LESERSTORY: 365 - Ein Jahr in Neubrandenburg


News vom 24.05.2019 - Stand: 24.05.2019 10:20

Mateus ist 18 Jahre alt und kommt aus Porto Alegre, Brasilien. Zwischen ihm und seiner Familie liegt der Atlantische Ozean und eine Luftlinie von über 11.000 Kilometer. Im April feierte er sogar seine Volljährigkeit in seiner Übergangsheimat Neubrandenburg. Im Sommer fliegt er wieder zurück nach Brasilien in seine Heimatstadt, die ganz nebenbei auch noch mehr als eine Million Einwohner hat. Wir haben ihn zu seinen Eindrücken befragt, die er in seinem Austauschjahr erlebt hat.

 

Mateus, wie kam es überhaupt zu deinem Auslandsjahr? Wolltest du schon immer weit reisen / andere Sprachen lernen / Kulturen kennenlernen?

Ich wollte schon immer so einen Schüleraustausch mitmachen, wusste aber nie, ob meine Eltern das überhaupt erlauben, zum einen wegen des Geldes und zum anderen, weil ich so lange und so weit von ihnen entfernt bin. Überraschenderweise kam dann aber mein Vater auf mich zu und fragte, ob ich nicht ein Austauschjahr machen möchte. Das Ganze lief dann letztlich über die Organisation YFU (Youth For Understanding), das ich nach Deutschland vermittelt wurde.

 

Wusstest du zu dem Zeitpunkt schon, dass du nach Deutschland kommst oder kamst du sogar auf Wunsch hierher?

Nein. Für mich war klar, dass ich nach Europa fliegen möchte. Frankreich und Deutschland waren eine Option. Ein Teil meiner Familie spricht zuhause auch deutsch, weil ich deutsche Wurzeln habe. Da war die Entscheidung für dieses Land einfach.

 

Ist Deutsch in deiner brasilianischen Schule ein Unterrichtsfach?

Nein, ich habe erst ein Jahr vor der Reise angefangen, die sprachlichen Basics zu lernen. Richtig unterhalten konnte ich mich aber mit den Menschen hier erst nach 4 bis 5 Monaten Aufenthalt. In der deutschen Schule ist es immer noch schwierig für mich, die Lehrer und auch die Aufgabenstellungen zu verstehen. Deshalb nutze ich die Zeit meistens, deutsche Bücher zu lesen und Übungsaufgaben zu lösen, die mir helfen, besser Deutsch zu sprechen.

> **Arbeitsanweisung**:
Geben Sie aus der Leserstory über Mateus alles von „Wusstest du zu“ bis hinunter zu „dieses Land einfach.“ wortgetreu aus.

> **Ausgangsdaten**:
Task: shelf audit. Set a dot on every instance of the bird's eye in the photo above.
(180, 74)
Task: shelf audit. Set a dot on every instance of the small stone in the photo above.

> **Ausgabe**:
Wusstest du zu dem Zeitpunkt schon, dass du nach Deutschland kommst oder kamst du sogar auf Wunsch hierher?

Nein. Für mich war klar, dass ich nach Europa fliegen möchte. Frankreich und Deutschland waren eine Option. Ein Teil meiner Familie spricht zuhause auch deutsch, weil ich deutsche Wurzeln habe. Da war die Entscheidung für dieses Land einfach.